• [Exercise directions] Copy the data exactly; pictures stay out of the copy.

─── Available data

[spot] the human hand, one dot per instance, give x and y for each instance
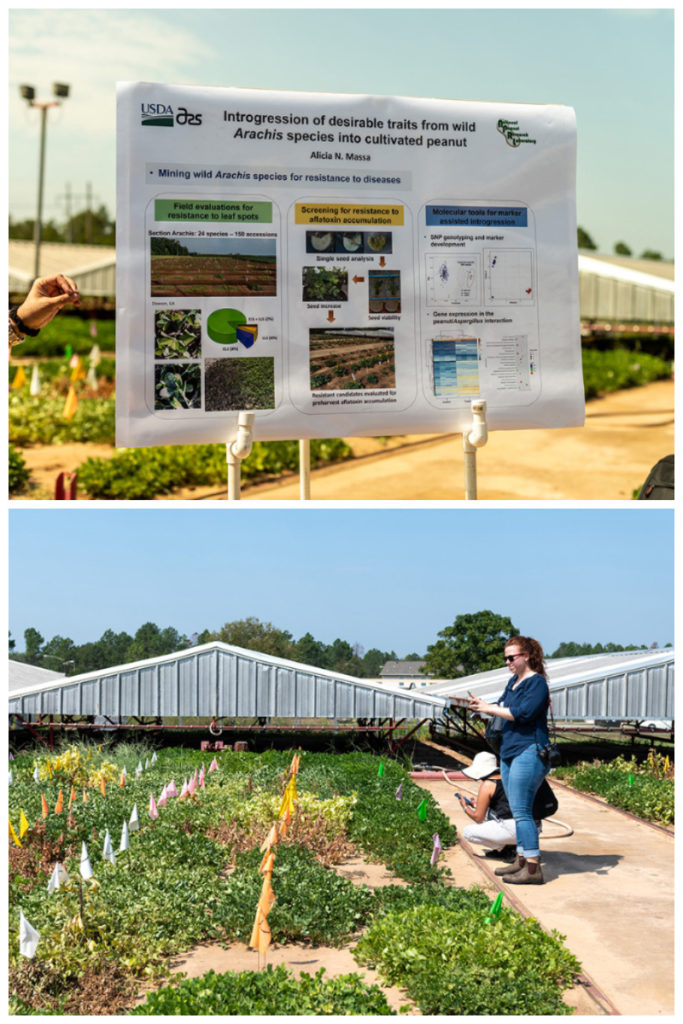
(46, 298)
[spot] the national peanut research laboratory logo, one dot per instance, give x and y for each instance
(511, 133)
(162, 116)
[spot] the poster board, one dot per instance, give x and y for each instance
(342, 264)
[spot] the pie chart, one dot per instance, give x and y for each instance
(222, 326)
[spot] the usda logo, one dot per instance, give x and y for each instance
(157, 114)
(162, 116)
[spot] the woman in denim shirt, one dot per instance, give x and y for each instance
(523, 708)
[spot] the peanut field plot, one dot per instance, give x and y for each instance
(213, 275)
(359, 363)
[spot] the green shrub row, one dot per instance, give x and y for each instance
(17, 472)
(74, 331)
(273, 991)
(40, 420)
(452, 963)
(623, 784)
(619, 368)
(140, 473)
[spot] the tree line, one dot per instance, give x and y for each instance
(473, 643)
(93, 227)
(61, 654)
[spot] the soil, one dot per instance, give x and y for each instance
(607, 459)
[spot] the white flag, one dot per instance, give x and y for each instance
(57, 878)
(29, 937)
(108, 852)
(35, 381)
(86, 870)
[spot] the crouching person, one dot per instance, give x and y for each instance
(494, 825)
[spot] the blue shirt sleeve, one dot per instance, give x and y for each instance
(528, 700)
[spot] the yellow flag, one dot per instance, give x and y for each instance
(71, 404)
(267, 897)
(78, 373)
(269, 840)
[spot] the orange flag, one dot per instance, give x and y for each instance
(71, 404)
(265, 867)
(260, 936)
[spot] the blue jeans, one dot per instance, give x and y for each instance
(521, 777)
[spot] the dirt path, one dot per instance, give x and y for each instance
(609, 458)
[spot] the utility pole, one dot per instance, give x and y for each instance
(29, 93)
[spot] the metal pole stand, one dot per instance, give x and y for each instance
(237, 451)
(477, 437)
(304, 470)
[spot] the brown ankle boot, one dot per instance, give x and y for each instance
(530, 875)
(511, 868)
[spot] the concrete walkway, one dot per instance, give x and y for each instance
(609, 889)
(607, 459)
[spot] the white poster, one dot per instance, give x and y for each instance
(342, 265)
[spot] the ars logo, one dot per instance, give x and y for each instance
(161, 115)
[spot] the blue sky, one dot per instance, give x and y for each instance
(382, 578)
(614, 67)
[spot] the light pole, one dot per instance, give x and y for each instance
(29, 93)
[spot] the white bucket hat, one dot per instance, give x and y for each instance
(484, 764)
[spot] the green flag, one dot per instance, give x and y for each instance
(495, 909)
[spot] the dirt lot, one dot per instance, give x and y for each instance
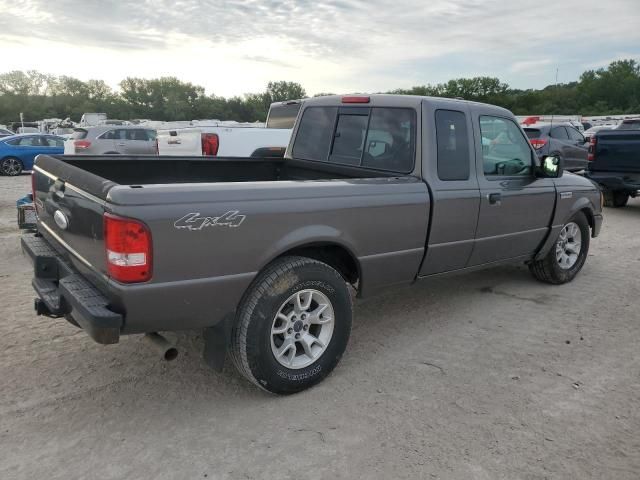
(485, 376)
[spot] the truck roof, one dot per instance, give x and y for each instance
(409, 101)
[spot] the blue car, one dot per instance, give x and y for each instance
(18, 152)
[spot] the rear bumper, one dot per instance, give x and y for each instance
(62, 291)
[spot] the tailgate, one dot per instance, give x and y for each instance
(617, 152)
(68, 214)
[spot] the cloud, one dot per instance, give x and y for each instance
(333, 45)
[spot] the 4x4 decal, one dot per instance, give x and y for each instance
(193, 221)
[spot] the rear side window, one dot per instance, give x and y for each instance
(314, 134)
(380, 138)
(349, 138)
(79, 134)
(453, 145)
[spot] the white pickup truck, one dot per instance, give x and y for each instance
(232, 139)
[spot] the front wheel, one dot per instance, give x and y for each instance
(293, 325)
(11, 167)
(568, 254)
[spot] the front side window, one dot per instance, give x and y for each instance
(110, 135)
(349, 139)
(453, 145)
(559, 132)
(505, 150)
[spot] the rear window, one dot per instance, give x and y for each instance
(380, 138)
(79, 134)
(283, 116)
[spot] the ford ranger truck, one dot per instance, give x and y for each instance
(263, 254)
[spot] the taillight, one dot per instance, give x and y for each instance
(128, 248)
(538, 143)
(591, 155)
(210, 144)
(355, 99)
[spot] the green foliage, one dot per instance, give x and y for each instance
(615, 89)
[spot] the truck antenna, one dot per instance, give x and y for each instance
(556, 92)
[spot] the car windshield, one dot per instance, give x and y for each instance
(532, 132)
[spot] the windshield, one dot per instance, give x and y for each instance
(532, 132)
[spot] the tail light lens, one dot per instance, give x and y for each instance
(538, 143)
(591, 155)
(210, 144)
(128, 248)
(81, 144)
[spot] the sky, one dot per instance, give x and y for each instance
(236, 46)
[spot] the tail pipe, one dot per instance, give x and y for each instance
(167, 350)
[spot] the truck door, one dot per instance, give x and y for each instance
(516, 207)
(449, 167)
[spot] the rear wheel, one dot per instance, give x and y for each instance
(11, 166)
(567, 256)
(293, 325)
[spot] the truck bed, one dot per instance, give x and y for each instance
(98, 174)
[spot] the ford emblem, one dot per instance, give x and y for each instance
(61, 219)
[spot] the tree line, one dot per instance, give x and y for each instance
(611, 90)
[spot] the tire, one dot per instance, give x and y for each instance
(616, 199)
(11, 166)
(269, 307)
(558, 266)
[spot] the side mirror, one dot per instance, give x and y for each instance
(551, 167)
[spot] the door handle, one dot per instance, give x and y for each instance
(494, 198)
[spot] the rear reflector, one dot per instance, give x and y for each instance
(81, 144)
(591, 155)
(355, 99)
(210, 144)
(538, 143)
(128, 249)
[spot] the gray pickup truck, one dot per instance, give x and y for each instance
(265, 254)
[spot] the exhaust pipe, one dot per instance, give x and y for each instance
(167, 349)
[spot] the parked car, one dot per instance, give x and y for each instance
(229, 139)
(17, 152)
(629, 124)
(614, 163)
(373, 191)
(112, 140)
(593, 130)
(562, 141)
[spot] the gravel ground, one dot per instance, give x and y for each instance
(490, 375)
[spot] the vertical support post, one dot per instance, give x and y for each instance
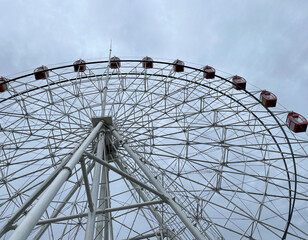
(102, 220)
(62, 204)
(176, 208)
(25, 228)
(35, 195)
(89, 235)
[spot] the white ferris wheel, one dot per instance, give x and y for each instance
(144, 149)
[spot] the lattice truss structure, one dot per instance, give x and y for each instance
(157, 154)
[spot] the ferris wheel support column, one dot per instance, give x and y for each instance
(24, 229)
(176, 208)
(94, 191)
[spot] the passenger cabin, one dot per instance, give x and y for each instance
(115, 63)
(79, 65)
(296, 123)
(239, 82)
(178, 66)
(3, 84)
(209, 72)
(268, 99)
(147, 62)
(41, 73)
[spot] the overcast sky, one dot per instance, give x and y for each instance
(264, 41)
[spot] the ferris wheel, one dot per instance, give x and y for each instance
(144, 149)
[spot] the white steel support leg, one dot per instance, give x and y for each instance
(35, 195)
(62, 204)
(176, 208)
(102, 220)
(24, 229)
(89, 235)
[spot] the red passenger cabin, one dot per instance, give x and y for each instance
(268, 99)
(239, 82)
(3, 85)
(147, 62)
(209, 72)
(115, 62)
(178, 66)
(297, 123)
(79, 65)
(41, 73)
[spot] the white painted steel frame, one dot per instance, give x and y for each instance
(28, 223)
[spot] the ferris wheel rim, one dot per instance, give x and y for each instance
(217, 90)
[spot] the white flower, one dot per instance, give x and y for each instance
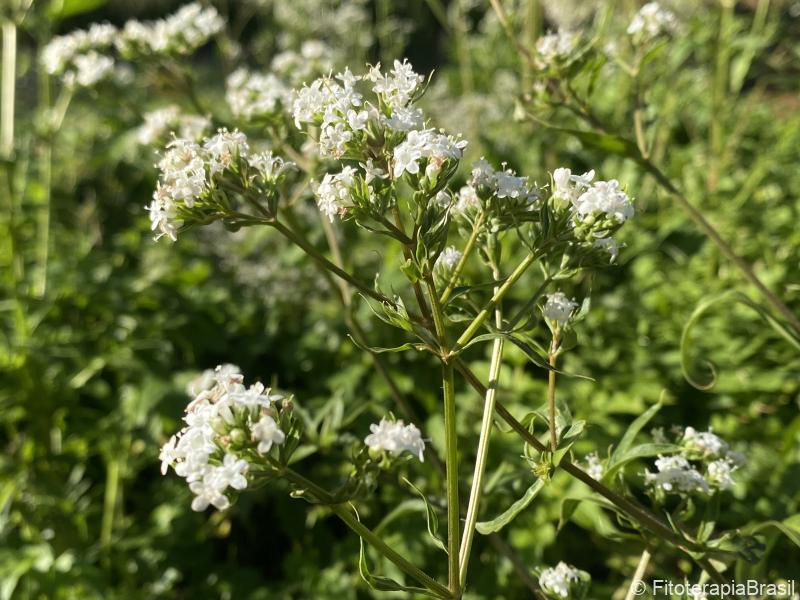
(397, 88)
(223, 148)
(652, 20)
(428, 144)
(594, 468)
(558, 308)
(718, 473)
(610, 245)
(676, 475)
(92, 67)
(266, 432)
(605, 197)
(567, 187)
(333, 193)
(559, 580)
(552, 47)
(448, 259)
(202, 452)
(251, 95)
(704, 443)
(395, 437)
(180, 33)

──────

• [Task result]
[spot] the human hand, one dot per instance, give x and y for each instance
(46, 298)
[spot] the national peanut research laboratory logo, one dot per instance, give x and y for each instance
(511, 133)
(162, 116)
[spot] the poster board, one dot per instance, give x and y for each instance
(342, 264)
[spot] the pie chart, one dot per instance, give x and y for each instance
(222, 326)
[spot] the usda logo, one dot per instance, give x and y for each instance
(157, 114)
(162, 116)
[spot] the woman in denim shirt, one dot per instance, give x and y for each instance
(523, 708)
[spot] the peanut field plot, one dot per instance, give x and y for each instance
(213, 275)
(359, 363)
[spot] the green shrub row, one dot per instance, give x and y for each instance
(17, 472)
(74, 331)
(273, 991)
(40, 420)
(452, 963)
(623, 784)
(619, 368)
(140, 473)
[spot] the tree line, one dot per instance, give x and y for each instance
(473, 643)
(93, 227)
(61, 654)
[spot] the soil, one dot per instance, give x and y for each instance
(607, 459)
[spot] the white flag, one dot per instance, give x and y for each instance
(57, 878)
(29, 937)
(108, 852)
(35, 381)
(86, 870)
[spot] the crouching person, one dot per instance, give x and y for each instance
(494, 825)
[spot] the blue shirt sleeve, one dot per instance, give x and y for each instance
(528, 700)
[spot] the yellow flag, one dot per instance, give x and y for each instance
(71, 404)
(267, 897)
(78, 373)
(269, 840)
[spot] the orange flag, one dot per instance, give x and y for each instance
(71, 404)
(265, 867)
(260, 936)
[spot] the blue jeans, one dot per instance, give x and y for each instance
(521, 777)
[spot] the dirt path, one dot per instance, give x and y for each instance
(609, 458)
[spot] the utility pole, one dot per instance, give x and y for each instance
(29, 93)
[spot] the metal pole stand, one dot per instance, give x and y for each instance
(237, 451)
(477, 437)
(304, 470)
[spot] the brown ankle boot, one dot per instance, give x and y for each instance
(530, 875)
(511, 868)
[spot] the concrete walkway, one dot per instance, give x and y for each instance
(609, 889)
(607, 459)
[spot] the white poster, one dot per instance, give x and y for each instance
(342, 265)
[spot] the ars logo, one dot per instance, give x and y for each instance
(161, 115)
[spot] the blue sky, one dot per instance, give x and y for each instance
(382, 578)
(614, 67)
[spot] the light pole, one dot per instance, give x and y for each instance
(29, 93)
[spot] the white bucket hat, one dot per instance, give x and y for each instance
(484, 764)
[spot] the green flag, one dot per instance, give x and y for each instance
(495, 909)
[spot] the dirt lot, one dot per instance, give x and y for each instance
(485, 376)
[spot] the truck roof, one dot per instance, give x and y for each instance
(409, 101)
[spot] the blue car, one dot per instance, give x and y for each instance
(18, 152)
[spot] the rear bumper, one dot per instance, give x and y for each instance
(62, 291)
[spot] the tailgate, one dot per instance, give x and y for each instance
(617, 152)
(68, 214)
[spot] the cloud, one dot per instance, give x and y for each instance
(333, 45)
[spot] the 4x4 decal, one dot per instance, give x and y for each instance
(193, 221)
[spot] the rear side window, one dot per instance, give x and y for each instance
(314, 134)
(380, 138)
(349, 138)
(79, 134)
(453, 145)
[spot] the white pickup truck, one dot per instance, give x and y for each instance
(232, 139)
[spot] the front wheel, one dot per instance, give x and y for each instance
(293, 325)
(11, 167)
(568, 254)
[spot] the front side window, one dot per instance, give x and y for each instance
(110, 135)
(349, 139)
(453, 145)
(559, 132)
(505, 150)
[spot] the rear window, one dot per instance, give x and y for each instance
(380, 138)
(79, 134)
(283, 116)
[spot] the ford ranger truck, one dot per instance, give x and y for each instance
(263, 254)
[spot] the taillight, one dot per instance, give x and y for each instance
(128, 248)
(538, 143)
(591, 155)
(210, 144)
(355, 99)
[spot] the green foliage, one dot per instance, give x and y for each instance
(615, 89)
[spot] the truck antenna, one dot per instance, give x and y for each instance
(556, 92)
[spot] the car windshield, one dot per instance, give x and y for each instance
(532, 132)
[spot] the windshield, one dot per instance, give x and y for each instance
(532, 132)
[spot] the tail light lens, one dot per instance, give x and y for each instance
(538, 143)
(591, 155)
(210, 144)
(128, 248)
(81, 144)
[spot] the sky, one dot per instance, give x and y for each instance
(236, 46)
[spot] the tail pipe, one dot per instance, give x and y for each instance
(167, 350)
[spot] the truck door, one dot per instance, give x and y for each instance
(516, 207)
(449, 167)
[spot] the rear wheel, one dot per instance, give x and y for each instance
(11, 166)
(567, 256)
(293, 325)
[spot] the truck bed, one dot per instance, give x and y for each instance
(98, 174)
[spot] the ford emblem, one dot per instance, give x and y for each instance
(61, 219)
[spot] the tree line, one dot per instance, give x and y for each instance
(611, 90)
[spot] the tire, one dot per instance, give x and y for each instance
(616, 199)
(11, 166)
(269, 307)
(558, 266)
[spot] the side mirror, one dot per instance, give x and y for each instance
(551, 167)
[spot] the door handle, one dot per instance, give x and y for each instance
(494, 198)
[spot] the rear reflector, one dot per instance, give x and y for each instance
(81, 144)
(591, 155)
(355, 99)
(210, 144)
(538, 143)
(128, 249)
[spot] the gray pickup truck, one dot per instance, give x and y for each instance
(265, 254)
[spot] the exhaust pipe, one dot per instance, give x and y for each instance
(167, 349)
[spot] the parked car, one dot per instance, give x and y for each instance
(229, 139)
(17, 152)
(629, 124)
(614, 163)
(373, 191)
(112, 140)
(593, 130)
(562, 141)
[spot] the gravel ground, one dot per instance, give x and y for each instance
(490, 375)
[spot] the vertical support post, one dot per instance, give x and y for each instance
(102, 220)
(62, 204)
(176, 208)
(25, 228)
(35, 195)
(89, 235)
[spot] the white ferris wheel, one dot per instance, give x and y for each instance
(144, 149)
[spot] the lattice truss structure, one dot per instance, give x and y for each instance
(157, 154)
[spot] the ferris wheel support column, one dot per instance, give x and y for each instance
(24, 229)
(176, 208)
(94, 191)
[spot] the passenger cabin, one dot per instance, give x and y for each instance
(115, 63)
(79, 65)
(296, 123)
(239, 82)
(178, 66)
(3, 84)
(209, 72)
(268, 99)
(147, 62)
(41, 73)
[spot] the overcast sky, one dot per instance, give x and y for each instance
(264, 41)
[spot] the ferris wheel, one dot per instance, give x and y for each instance
(144, 149)
[spot] the white steel support leg, one dot per instance, give x and y for each instance
(35, 195)
(62, 204)
(176, 208)
(102, 220)
(24, 229)
(89, 235)
[spot] the red passenger cabin, one dot per instance, give x and y for each instance
(268, 99)
(239, 82)
(3, 85)
(147, 62)
(209, 72)
(115, 62)
(178, 66)
(297, 123)
(79, 65)
(41, 73)
[spot] the white painted steel frame, one dot per instance, give x and y for each instance
(28, 223)
[spot] the ferris wheel rim, one dot per instance, give x and y for each instance
(217, 90)
[spot] the white flower, one dot per instance, give x and y for each instance
(397, 88)
(223, 148)
(652, 20)
(428, 144)
(594, 468)
(558, 308)
(718, 473)
(610, 245)
(676, 475)
(92, 67)
(266, 432)
(605, 197)
(567, 187)
(333, 193)
(559, 580)
(552, 47)
(448, 259)
(202, 452)
(251, 95)
(704, 443)
(395, 437)
(180, 33)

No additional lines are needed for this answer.